**Passage provided**:
-- BEGIN --

Mario D'Souza's book is shaped by two Roman Catholic influences: the Second Vatican Council and Thomistic philosophy. The former makes the book a distinctly post-conciliar text, sensitive to the contemporary Catholic Church. The latter justifies its extended treatment of the thought of Jacques Maritain and Bernard Lonergan. D'Souza also sharply distinguishes the universal from the particular, opting for a Catholic philosophy of education instead of a philosophy of Catholic education.

As important as the aforementioned distinction is for the book's development, there are two illuminating exceptions to the otherwise consistent application of the philosophical notion of education. In the final lines of the book, D'Souza writes movingly of the capacity of Catholic education to provide "a vision of ordering and unifying one's life, personally and communally, by loving wisely and well." While the book's focus on education is primarily philosophical, D'Souza shows that Catholic philosophy cannot be detached entirely from an educational commitment to Catholic education and Catholic schools. This is the first revealing digression from the clear focus of the book. The second is found in D'Souza's frequent sharing from his personal experience of Catholic schooling in Pakistan – a Muslim majority country that nonetheless strongly supports Catholic [End Page 437] schools – and his pastoral concerns about Catholic education as a Catholic priest. These refreshing autobiographical disclosures are folded into the book's philosophical content, adding context and personality. The result is an elegantly attuned text that avoids both philosophical and theological over-determination or under-determination. In plainer terms, this is a book that can be gainfully studied by Catholic school teachers and administrators for the sake of their mission in a formal Catholic environment or by philosophers of education and other philosophers and educationalists working in predominantly secular academic fields. After all, in today's malaise of technocratic education, who can argue with claims like this one: "A great disservice to the student is when education and knowledge are shrunken to the demands of relevance" (emphasis in original).

-- END --

**Given data**:
-- BEGIN --

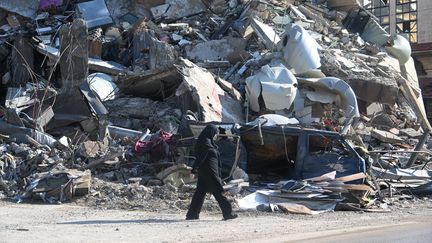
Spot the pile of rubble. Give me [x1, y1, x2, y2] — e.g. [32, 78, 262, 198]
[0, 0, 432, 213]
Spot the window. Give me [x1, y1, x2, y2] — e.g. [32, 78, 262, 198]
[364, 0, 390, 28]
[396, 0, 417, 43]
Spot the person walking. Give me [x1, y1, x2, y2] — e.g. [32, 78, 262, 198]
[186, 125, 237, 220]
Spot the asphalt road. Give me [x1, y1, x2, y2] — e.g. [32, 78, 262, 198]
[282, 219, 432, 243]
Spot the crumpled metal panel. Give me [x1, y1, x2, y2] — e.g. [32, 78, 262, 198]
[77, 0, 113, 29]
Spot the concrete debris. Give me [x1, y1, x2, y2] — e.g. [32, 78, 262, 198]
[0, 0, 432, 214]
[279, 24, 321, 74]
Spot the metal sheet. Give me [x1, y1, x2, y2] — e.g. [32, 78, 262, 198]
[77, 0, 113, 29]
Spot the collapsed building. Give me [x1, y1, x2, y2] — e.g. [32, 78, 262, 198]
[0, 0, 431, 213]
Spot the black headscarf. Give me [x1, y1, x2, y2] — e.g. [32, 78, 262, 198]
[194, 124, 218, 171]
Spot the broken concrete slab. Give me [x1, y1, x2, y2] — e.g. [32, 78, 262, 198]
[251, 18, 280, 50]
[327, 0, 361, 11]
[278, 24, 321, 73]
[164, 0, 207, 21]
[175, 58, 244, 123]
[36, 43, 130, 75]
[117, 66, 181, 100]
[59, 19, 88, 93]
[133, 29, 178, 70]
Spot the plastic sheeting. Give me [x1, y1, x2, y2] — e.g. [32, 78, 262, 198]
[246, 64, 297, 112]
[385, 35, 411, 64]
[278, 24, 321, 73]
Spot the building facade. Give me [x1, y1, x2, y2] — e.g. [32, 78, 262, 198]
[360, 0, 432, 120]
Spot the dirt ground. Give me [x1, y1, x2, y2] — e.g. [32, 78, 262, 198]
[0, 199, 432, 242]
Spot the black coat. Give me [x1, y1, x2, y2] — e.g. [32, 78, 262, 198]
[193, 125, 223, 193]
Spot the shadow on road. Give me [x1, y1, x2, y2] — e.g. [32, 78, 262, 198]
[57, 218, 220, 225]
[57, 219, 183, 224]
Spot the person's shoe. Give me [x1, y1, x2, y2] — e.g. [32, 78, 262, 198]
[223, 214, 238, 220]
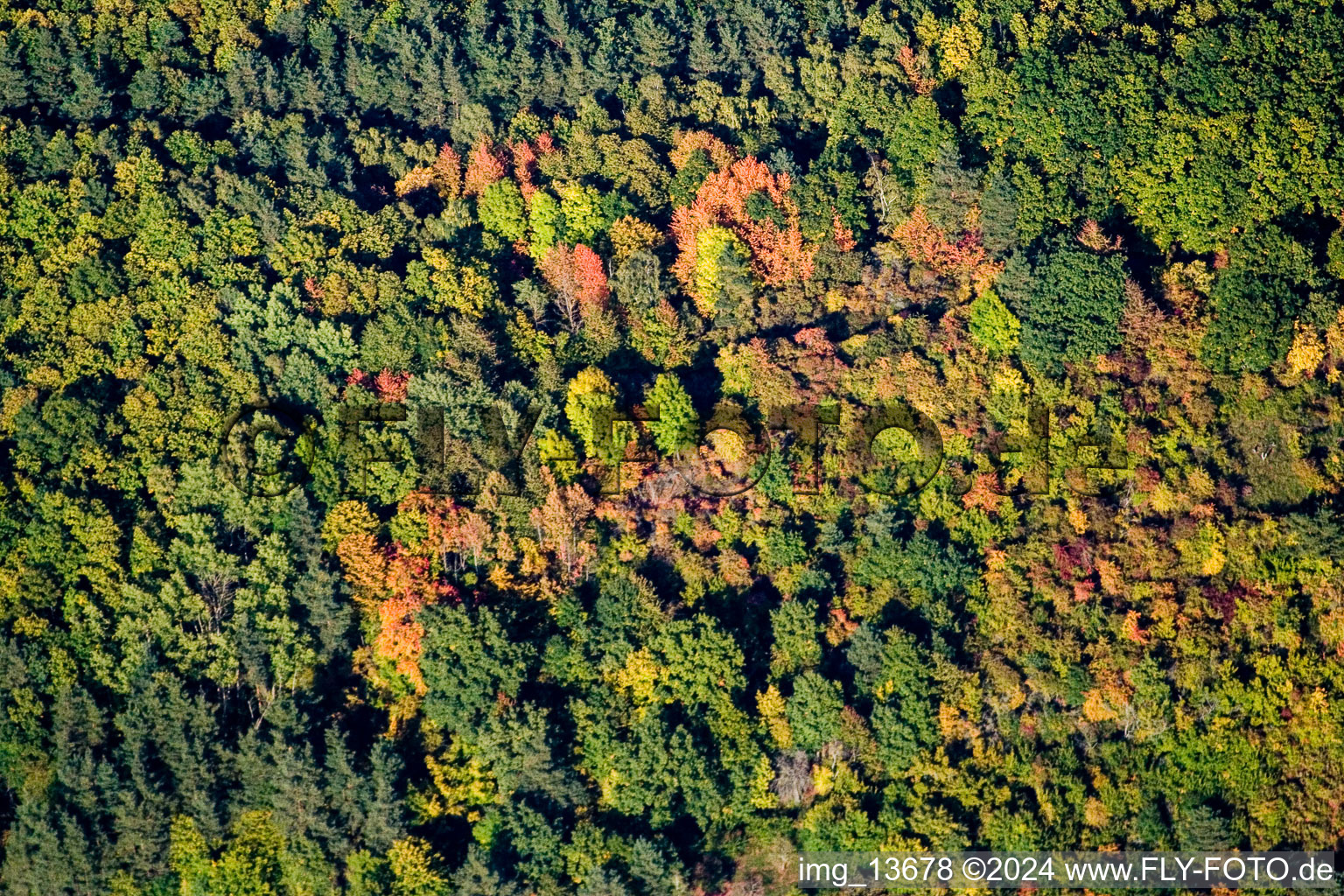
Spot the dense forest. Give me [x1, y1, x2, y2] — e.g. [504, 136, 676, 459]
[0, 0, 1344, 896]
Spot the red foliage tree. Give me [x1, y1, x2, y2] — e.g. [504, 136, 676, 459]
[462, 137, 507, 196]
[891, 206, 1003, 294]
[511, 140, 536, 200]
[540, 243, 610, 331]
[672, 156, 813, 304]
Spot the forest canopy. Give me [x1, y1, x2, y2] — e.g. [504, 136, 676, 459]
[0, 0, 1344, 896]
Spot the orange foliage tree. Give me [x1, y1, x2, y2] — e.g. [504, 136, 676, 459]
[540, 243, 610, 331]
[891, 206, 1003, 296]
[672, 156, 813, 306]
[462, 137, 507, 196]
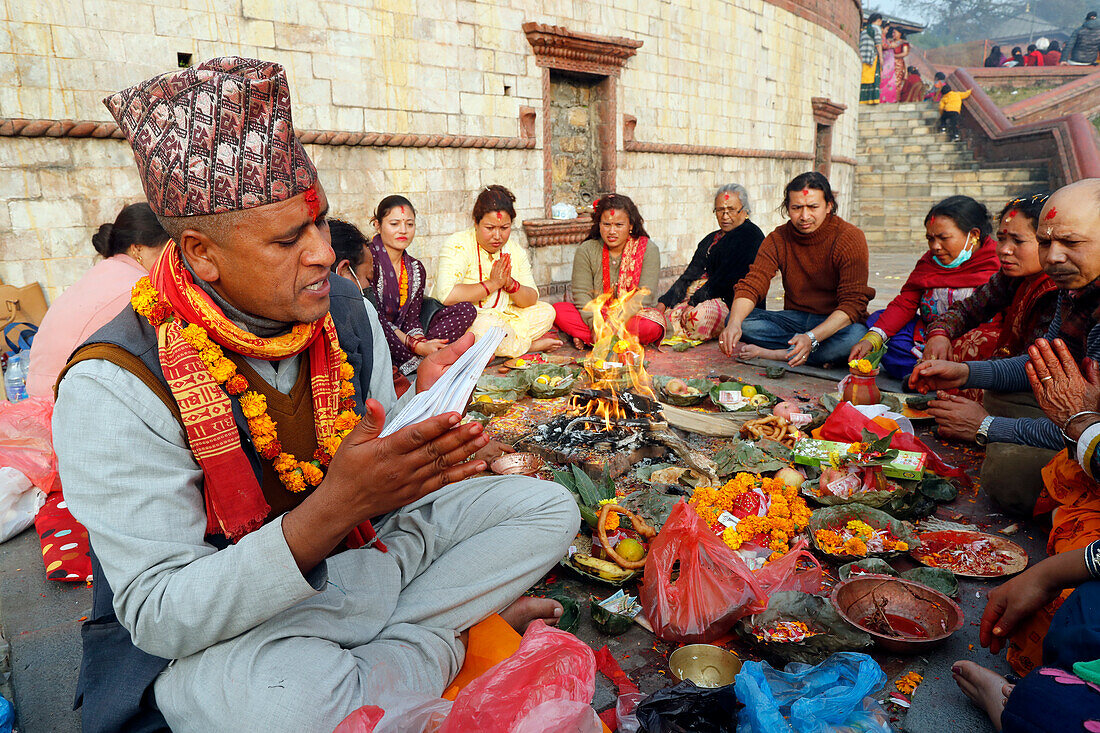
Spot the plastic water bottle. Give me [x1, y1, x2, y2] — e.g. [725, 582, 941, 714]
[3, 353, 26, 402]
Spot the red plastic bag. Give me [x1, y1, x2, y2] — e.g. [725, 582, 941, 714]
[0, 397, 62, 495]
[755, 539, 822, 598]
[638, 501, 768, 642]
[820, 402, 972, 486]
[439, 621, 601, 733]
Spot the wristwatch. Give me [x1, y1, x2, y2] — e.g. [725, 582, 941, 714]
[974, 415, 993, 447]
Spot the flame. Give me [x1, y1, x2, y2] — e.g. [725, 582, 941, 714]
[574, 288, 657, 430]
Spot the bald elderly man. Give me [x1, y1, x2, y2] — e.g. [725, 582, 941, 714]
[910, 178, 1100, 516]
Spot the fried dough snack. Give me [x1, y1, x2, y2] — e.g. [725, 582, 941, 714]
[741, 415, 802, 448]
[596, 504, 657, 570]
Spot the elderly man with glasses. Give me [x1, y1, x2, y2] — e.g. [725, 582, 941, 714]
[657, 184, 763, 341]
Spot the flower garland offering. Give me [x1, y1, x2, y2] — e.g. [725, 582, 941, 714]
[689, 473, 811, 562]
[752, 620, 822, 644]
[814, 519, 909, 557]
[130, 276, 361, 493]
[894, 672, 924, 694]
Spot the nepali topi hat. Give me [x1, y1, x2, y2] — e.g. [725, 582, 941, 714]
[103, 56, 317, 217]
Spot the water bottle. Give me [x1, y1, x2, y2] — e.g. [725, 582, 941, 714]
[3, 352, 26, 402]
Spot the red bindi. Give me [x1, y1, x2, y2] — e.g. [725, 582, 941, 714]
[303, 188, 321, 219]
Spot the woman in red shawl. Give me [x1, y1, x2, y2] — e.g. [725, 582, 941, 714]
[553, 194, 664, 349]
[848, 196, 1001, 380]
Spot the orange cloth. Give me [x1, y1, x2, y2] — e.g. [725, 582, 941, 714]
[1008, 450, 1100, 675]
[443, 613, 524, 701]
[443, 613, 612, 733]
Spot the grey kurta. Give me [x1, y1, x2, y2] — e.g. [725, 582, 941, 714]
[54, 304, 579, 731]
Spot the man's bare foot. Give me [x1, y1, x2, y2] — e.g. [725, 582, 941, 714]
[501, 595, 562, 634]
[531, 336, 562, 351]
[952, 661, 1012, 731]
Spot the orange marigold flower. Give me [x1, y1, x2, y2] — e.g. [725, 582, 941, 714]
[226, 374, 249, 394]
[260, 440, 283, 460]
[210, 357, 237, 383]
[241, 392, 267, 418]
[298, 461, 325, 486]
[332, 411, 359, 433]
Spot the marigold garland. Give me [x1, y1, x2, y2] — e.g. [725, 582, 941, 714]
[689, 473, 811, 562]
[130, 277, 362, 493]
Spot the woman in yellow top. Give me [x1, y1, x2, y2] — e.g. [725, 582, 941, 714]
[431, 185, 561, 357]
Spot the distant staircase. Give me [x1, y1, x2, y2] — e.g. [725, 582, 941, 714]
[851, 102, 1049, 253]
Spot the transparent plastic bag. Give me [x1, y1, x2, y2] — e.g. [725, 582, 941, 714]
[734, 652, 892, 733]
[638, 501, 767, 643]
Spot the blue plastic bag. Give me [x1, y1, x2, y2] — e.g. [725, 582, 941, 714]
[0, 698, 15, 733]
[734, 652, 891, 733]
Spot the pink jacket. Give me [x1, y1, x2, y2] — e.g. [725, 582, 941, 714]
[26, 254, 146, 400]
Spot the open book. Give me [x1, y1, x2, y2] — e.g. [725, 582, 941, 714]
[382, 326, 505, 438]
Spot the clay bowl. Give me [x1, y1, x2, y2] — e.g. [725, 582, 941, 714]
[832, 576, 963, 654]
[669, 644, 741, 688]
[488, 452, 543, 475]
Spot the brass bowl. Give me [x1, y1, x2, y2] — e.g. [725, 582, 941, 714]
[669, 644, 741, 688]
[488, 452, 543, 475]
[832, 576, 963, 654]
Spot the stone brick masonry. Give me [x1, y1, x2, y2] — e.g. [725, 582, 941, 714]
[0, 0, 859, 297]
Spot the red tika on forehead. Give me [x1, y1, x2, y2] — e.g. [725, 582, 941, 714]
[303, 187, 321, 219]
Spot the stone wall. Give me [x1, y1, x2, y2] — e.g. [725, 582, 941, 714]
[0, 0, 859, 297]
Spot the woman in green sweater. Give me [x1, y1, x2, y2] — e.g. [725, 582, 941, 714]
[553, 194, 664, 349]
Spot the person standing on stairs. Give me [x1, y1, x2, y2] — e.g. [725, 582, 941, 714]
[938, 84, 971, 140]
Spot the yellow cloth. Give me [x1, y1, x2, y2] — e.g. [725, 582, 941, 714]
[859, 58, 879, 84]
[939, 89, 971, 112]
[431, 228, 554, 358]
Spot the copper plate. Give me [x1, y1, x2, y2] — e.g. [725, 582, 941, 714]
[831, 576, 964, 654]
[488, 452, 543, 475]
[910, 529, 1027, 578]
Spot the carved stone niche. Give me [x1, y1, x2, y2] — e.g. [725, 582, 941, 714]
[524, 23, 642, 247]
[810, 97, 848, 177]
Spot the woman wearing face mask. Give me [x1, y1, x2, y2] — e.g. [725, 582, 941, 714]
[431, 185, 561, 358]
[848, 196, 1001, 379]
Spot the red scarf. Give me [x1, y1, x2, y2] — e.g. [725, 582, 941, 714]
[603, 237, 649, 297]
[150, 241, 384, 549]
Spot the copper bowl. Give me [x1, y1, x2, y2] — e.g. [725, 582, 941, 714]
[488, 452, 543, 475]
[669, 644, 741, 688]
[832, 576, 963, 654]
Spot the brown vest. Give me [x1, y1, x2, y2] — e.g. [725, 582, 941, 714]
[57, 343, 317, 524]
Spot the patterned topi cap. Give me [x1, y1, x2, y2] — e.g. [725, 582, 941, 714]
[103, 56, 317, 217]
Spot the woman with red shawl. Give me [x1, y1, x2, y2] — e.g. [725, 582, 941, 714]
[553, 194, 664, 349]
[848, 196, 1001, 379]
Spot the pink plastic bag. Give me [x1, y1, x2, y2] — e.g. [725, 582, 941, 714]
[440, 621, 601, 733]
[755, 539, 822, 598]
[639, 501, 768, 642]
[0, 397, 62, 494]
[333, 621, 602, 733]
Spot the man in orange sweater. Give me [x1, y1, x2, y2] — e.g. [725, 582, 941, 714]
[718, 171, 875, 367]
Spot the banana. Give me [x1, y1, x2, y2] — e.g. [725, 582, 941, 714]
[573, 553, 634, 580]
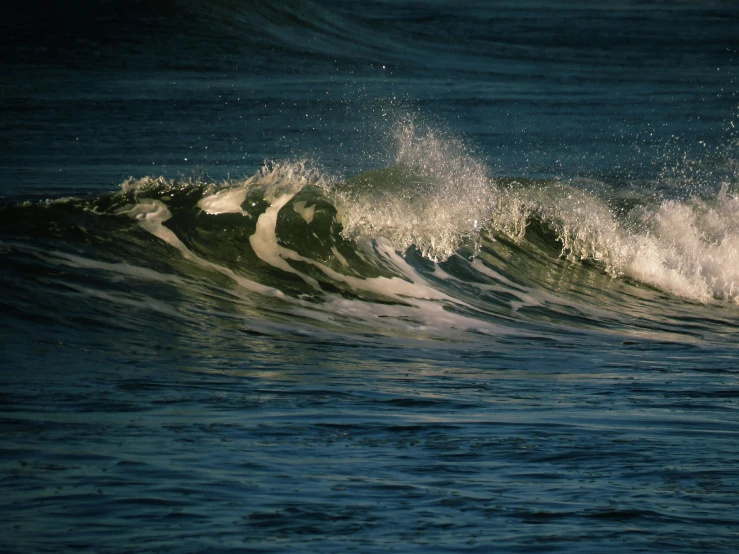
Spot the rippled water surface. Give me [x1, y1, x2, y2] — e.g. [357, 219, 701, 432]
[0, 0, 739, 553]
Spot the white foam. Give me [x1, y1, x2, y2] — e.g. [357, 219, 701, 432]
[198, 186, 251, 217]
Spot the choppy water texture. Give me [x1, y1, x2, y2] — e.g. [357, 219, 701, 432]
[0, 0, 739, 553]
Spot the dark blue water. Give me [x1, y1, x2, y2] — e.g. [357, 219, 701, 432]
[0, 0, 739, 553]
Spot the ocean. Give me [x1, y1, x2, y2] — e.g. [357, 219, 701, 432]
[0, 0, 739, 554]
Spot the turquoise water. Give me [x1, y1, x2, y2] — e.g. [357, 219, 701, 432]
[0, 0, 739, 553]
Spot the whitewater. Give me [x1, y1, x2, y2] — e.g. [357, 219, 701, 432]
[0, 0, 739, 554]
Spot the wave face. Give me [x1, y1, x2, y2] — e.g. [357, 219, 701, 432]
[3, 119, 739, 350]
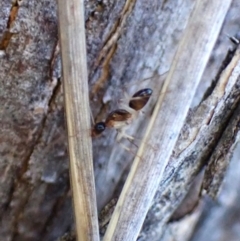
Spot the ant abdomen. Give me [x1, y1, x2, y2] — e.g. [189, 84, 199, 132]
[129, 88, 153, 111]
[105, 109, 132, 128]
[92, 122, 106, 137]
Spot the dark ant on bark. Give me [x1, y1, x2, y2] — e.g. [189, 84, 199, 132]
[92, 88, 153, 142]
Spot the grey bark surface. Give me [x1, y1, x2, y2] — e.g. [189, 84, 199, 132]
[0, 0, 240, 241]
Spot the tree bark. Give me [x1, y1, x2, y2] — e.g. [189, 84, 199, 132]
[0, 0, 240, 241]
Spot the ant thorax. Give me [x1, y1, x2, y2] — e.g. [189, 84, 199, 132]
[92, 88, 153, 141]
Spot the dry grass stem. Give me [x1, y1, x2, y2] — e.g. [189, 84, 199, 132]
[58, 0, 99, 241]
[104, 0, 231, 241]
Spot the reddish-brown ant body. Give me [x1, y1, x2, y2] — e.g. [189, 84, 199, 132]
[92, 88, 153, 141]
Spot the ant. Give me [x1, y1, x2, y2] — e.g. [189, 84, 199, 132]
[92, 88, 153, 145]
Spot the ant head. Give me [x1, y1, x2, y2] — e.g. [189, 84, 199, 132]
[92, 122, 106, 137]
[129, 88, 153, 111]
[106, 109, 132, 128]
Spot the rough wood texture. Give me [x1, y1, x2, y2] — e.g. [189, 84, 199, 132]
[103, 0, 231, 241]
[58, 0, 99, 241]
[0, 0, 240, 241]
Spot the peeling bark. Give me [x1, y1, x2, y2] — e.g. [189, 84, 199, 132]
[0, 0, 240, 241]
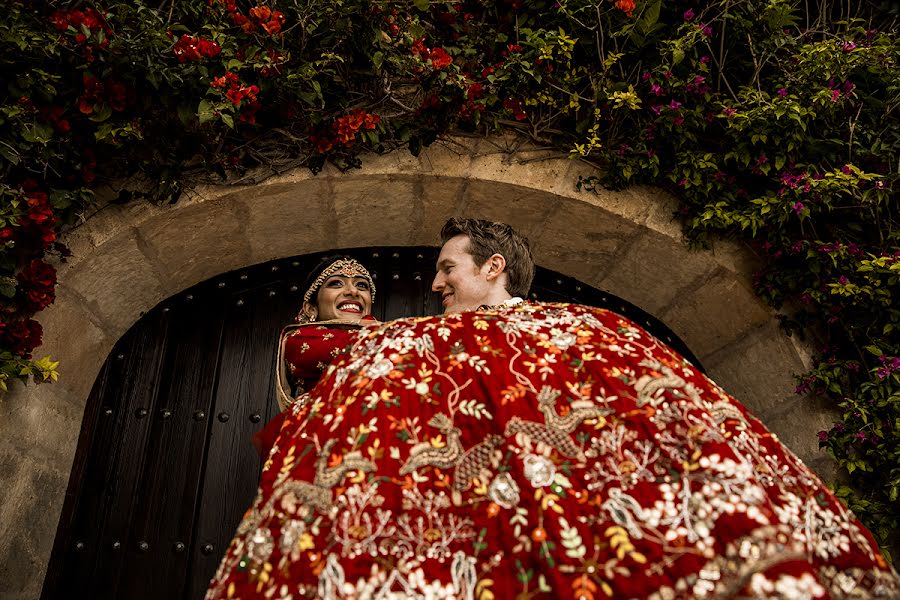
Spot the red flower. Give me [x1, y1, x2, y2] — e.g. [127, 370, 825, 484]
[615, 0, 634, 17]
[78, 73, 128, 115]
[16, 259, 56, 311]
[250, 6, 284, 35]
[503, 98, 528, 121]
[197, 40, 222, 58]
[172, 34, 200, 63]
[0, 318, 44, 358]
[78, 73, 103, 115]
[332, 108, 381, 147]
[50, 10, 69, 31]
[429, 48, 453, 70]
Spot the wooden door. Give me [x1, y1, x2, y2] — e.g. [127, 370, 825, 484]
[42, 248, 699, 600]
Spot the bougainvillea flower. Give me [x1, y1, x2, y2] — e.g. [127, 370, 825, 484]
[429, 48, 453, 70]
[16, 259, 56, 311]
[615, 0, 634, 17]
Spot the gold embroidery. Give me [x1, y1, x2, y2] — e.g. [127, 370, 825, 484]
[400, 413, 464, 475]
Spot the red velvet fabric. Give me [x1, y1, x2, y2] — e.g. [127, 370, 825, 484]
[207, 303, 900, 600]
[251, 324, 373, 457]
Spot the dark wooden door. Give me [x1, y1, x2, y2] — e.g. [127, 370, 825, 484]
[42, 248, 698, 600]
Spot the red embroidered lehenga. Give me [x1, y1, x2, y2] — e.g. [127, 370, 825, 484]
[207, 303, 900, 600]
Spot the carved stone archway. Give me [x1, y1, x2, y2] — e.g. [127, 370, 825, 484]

-- END --

**Tasks to carry out**:
**a.** According to the review, which two Roman Catholic influences shape the book?
**b.** Name every person the review mentions by name.
**c.** Set down word for word the part of the review starting with "Mario D'Souza's book" and going on through "of Catholic education.".

**Expected responses**:
**a.** The Second Vatican Council and Thomistic philosophy.

**b.** Mario D'Souza, Jacques Maritain, Bernard Lonergan

**c.**
Mario D'Souza's book is shaped by two Roman Catholic influences: the Second Vatican Council and Thomistic philosophy. The former makes the book a distinctly post-conciliar text, sensitive to the contemporary Catholic Church. The latter justifies its extended treatment of the thought of Jacques Maritain and Bernard Lonergan. D'Souza also sharply distinguishes the universal from the particular, opting for a Catholic philosophy of education instead of a philosophy of Catholic education.